## INSTRUCTIONS TO FOLLOW
Report back each line of the records that contains the string "below".

## DATASET
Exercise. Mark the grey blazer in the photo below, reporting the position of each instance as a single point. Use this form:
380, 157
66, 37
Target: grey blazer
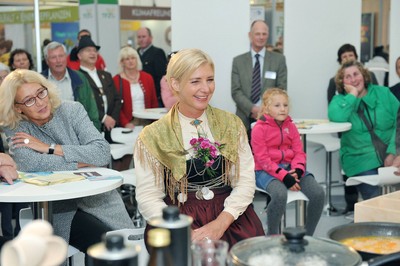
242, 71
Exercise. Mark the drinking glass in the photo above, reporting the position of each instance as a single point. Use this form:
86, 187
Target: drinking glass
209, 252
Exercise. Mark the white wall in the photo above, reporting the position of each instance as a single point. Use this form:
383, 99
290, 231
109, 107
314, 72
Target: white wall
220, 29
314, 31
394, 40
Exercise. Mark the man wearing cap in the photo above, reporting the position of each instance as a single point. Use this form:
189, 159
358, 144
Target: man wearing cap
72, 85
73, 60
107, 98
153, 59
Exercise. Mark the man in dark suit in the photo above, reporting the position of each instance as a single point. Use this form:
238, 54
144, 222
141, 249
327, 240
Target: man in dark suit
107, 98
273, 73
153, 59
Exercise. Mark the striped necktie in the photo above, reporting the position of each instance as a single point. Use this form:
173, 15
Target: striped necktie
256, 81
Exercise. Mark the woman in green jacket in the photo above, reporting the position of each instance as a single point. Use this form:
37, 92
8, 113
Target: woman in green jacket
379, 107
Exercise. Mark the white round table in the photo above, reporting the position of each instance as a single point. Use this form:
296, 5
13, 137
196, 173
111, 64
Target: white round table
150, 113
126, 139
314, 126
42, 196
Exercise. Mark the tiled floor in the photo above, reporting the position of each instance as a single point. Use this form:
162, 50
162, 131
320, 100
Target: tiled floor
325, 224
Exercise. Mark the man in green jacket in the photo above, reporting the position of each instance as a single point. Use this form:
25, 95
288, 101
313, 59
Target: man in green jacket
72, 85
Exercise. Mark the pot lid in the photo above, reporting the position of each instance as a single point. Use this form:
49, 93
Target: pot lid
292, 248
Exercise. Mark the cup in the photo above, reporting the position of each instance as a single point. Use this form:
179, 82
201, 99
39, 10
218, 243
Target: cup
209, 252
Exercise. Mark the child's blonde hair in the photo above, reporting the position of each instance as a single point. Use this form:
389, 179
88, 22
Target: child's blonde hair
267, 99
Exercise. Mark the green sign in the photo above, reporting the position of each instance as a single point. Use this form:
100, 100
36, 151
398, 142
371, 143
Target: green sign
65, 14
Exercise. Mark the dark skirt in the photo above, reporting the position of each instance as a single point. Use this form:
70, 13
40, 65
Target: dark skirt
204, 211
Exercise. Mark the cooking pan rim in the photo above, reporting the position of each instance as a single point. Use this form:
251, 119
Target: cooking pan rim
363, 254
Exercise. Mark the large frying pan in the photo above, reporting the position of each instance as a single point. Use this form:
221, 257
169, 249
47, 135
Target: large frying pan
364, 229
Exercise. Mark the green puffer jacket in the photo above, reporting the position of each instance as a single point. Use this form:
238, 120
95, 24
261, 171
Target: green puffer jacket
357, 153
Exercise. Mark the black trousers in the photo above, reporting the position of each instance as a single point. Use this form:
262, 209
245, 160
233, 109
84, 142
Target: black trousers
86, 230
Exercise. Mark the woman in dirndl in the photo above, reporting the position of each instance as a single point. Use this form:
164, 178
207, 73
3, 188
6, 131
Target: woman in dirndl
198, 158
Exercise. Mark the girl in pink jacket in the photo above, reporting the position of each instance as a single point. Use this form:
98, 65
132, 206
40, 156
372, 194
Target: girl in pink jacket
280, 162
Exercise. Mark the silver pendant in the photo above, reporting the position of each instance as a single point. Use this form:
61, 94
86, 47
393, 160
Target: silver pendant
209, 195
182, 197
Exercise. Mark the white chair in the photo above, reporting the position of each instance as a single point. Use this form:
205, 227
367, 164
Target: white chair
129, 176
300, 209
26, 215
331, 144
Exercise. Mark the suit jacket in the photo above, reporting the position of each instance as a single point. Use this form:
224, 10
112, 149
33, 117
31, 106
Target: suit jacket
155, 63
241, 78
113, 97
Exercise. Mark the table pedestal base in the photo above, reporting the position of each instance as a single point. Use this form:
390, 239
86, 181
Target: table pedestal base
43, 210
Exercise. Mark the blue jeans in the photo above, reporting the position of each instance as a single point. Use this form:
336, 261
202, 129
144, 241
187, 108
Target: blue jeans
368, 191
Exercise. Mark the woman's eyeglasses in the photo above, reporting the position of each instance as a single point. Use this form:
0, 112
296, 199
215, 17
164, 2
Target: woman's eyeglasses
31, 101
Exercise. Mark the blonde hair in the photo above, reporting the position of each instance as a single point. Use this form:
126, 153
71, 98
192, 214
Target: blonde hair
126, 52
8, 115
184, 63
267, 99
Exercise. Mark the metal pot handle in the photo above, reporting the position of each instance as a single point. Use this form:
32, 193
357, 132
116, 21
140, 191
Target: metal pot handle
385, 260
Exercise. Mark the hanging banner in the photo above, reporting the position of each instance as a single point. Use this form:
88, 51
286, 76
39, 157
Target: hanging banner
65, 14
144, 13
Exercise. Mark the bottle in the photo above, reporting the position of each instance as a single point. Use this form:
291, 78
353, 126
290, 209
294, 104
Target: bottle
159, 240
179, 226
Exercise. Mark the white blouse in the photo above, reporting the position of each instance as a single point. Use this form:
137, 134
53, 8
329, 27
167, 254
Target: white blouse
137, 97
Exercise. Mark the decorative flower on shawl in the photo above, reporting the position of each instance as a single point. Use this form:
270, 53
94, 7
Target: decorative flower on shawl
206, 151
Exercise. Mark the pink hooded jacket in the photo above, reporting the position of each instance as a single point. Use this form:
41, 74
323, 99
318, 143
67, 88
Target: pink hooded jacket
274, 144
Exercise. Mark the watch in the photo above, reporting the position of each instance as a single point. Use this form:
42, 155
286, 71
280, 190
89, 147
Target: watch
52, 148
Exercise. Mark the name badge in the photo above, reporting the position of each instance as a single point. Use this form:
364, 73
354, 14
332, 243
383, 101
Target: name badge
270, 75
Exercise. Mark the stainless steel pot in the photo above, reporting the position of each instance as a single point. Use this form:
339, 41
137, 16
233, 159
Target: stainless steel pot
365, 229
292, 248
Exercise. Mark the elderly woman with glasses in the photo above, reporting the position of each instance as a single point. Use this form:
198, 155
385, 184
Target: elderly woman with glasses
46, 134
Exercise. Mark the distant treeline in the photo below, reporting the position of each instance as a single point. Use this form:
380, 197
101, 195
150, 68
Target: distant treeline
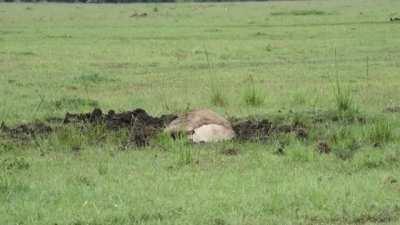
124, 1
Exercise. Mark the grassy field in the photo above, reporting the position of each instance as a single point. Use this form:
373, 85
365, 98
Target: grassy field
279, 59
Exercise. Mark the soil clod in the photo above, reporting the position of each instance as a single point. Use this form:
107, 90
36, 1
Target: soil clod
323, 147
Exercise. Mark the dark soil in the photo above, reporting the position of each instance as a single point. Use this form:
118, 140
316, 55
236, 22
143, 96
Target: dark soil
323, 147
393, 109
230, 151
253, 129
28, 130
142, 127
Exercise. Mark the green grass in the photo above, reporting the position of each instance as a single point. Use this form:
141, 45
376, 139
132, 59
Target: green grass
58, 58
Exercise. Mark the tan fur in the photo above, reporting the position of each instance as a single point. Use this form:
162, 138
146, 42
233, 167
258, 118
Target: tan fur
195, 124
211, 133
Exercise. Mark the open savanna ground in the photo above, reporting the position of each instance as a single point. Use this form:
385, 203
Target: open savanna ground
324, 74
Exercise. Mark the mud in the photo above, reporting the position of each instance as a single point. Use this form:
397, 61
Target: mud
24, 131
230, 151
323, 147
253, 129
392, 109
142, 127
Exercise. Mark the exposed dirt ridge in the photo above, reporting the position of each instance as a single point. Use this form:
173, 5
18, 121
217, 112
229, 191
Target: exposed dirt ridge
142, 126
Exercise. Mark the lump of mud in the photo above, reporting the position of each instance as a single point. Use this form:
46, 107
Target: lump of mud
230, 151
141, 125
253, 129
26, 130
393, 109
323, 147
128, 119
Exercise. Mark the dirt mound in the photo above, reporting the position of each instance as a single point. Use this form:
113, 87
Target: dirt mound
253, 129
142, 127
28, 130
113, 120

==

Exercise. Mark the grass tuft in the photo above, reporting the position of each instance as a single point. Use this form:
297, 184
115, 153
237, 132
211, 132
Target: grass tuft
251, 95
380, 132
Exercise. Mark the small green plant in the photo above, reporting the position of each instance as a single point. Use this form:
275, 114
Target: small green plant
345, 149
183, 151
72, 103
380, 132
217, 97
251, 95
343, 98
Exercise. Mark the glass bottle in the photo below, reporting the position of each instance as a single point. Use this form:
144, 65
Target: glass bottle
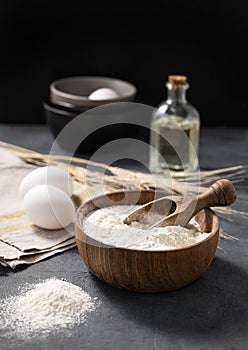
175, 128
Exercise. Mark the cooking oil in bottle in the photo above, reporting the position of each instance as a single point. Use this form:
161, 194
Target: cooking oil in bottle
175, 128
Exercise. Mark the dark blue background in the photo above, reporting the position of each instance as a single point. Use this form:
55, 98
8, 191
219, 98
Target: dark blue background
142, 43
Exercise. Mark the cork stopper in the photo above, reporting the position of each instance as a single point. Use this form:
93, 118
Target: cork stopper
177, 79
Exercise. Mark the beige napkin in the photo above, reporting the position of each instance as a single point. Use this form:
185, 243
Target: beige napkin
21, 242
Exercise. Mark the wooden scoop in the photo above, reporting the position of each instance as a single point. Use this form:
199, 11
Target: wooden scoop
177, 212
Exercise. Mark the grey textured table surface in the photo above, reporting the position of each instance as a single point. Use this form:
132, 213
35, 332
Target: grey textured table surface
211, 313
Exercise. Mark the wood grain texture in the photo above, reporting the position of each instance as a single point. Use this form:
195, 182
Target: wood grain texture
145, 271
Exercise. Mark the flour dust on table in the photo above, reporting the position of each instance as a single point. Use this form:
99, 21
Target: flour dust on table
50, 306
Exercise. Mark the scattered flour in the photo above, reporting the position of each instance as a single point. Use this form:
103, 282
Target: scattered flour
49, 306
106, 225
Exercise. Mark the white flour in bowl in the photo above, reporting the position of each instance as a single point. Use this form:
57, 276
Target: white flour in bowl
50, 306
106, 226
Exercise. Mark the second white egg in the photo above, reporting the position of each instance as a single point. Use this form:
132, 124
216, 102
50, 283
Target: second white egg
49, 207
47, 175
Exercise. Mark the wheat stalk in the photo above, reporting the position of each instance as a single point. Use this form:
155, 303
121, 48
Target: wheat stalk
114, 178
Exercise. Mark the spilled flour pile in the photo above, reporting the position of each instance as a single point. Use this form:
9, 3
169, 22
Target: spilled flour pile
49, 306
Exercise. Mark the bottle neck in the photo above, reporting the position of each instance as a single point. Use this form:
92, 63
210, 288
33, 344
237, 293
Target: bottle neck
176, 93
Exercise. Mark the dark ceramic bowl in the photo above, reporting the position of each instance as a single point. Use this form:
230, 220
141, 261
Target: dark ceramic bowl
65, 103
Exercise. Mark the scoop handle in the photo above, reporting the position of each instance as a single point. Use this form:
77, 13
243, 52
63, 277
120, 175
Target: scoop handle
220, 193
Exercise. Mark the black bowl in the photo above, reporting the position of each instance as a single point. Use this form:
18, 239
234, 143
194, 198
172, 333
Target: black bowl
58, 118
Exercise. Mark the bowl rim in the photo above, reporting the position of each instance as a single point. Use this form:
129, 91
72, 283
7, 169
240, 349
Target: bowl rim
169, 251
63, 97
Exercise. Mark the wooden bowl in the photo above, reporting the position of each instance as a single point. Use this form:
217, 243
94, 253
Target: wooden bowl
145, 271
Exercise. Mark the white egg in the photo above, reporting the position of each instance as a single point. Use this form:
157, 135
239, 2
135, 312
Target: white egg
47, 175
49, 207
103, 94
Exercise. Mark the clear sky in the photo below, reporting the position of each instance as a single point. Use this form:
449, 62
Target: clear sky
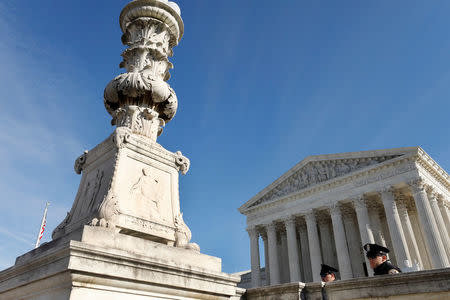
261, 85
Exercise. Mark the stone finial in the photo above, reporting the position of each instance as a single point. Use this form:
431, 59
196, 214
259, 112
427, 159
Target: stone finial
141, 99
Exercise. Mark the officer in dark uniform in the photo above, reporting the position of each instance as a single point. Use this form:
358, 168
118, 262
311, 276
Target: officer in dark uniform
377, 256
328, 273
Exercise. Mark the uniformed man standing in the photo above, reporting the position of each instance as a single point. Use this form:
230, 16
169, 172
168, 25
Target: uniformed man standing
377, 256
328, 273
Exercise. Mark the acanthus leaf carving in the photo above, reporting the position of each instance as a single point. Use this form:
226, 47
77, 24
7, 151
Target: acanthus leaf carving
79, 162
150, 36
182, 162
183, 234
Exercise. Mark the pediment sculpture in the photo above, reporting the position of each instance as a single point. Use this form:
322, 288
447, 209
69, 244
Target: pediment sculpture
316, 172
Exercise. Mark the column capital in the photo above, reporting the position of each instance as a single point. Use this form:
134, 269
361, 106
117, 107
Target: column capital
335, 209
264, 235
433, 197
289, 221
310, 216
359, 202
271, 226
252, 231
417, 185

...

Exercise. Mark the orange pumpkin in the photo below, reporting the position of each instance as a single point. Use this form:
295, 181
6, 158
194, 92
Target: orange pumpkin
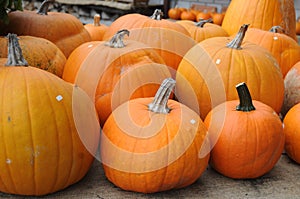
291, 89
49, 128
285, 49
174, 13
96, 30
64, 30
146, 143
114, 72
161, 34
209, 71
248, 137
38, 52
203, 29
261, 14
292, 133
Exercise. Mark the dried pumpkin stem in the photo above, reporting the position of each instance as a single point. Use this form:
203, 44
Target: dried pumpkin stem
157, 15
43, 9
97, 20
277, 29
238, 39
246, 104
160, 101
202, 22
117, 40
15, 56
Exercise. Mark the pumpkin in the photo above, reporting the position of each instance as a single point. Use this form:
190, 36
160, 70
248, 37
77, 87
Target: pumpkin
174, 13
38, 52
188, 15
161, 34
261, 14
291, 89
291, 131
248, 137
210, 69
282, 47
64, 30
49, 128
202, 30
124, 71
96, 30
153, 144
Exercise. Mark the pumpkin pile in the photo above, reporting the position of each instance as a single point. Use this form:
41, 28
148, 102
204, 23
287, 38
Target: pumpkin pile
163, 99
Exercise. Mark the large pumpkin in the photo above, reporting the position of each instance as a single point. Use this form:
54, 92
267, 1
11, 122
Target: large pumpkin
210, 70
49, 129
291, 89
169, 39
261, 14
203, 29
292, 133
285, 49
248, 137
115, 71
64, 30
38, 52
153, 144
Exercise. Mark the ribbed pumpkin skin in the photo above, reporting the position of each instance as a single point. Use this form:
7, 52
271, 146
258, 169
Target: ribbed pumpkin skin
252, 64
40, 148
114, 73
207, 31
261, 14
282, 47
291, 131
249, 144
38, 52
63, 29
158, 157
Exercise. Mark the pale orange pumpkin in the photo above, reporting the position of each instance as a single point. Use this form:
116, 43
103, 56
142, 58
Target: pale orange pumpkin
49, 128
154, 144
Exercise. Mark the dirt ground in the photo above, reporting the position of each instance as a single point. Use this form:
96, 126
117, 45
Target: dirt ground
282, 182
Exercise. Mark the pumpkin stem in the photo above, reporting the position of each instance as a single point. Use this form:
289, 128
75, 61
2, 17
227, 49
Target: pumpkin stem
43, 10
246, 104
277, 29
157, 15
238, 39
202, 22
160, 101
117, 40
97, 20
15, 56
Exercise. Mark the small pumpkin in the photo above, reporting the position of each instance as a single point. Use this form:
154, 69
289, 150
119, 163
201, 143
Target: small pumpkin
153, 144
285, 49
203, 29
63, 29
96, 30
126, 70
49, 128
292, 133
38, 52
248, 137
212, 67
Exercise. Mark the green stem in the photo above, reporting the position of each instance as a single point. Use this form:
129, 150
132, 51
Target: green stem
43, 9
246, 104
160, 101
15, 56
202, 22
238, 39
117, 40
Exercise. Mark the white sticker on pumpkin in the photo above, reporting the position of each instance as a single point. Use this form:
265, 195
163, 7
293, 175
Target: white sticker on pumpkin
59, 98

## ANSWER SECTION
Exercise. Mark the grey blazer in the photo below, reporting the position of each instance as a single point. Use this form:
Exercise. Mark the distant treeline in the photo below, reporting the position of each instance as a single point. Use this form:
Exercise. Mark the glass bottle in the photo below, reporting the position of each instance as a single point. Use this form:
Exercise. Mark the clear sky in the photo below, reporting the position of each instance as a single point. Use this form:
Exercise. Mark the orange pumpkin in the photo below, reporting the position of each instance as a single point. Use this form:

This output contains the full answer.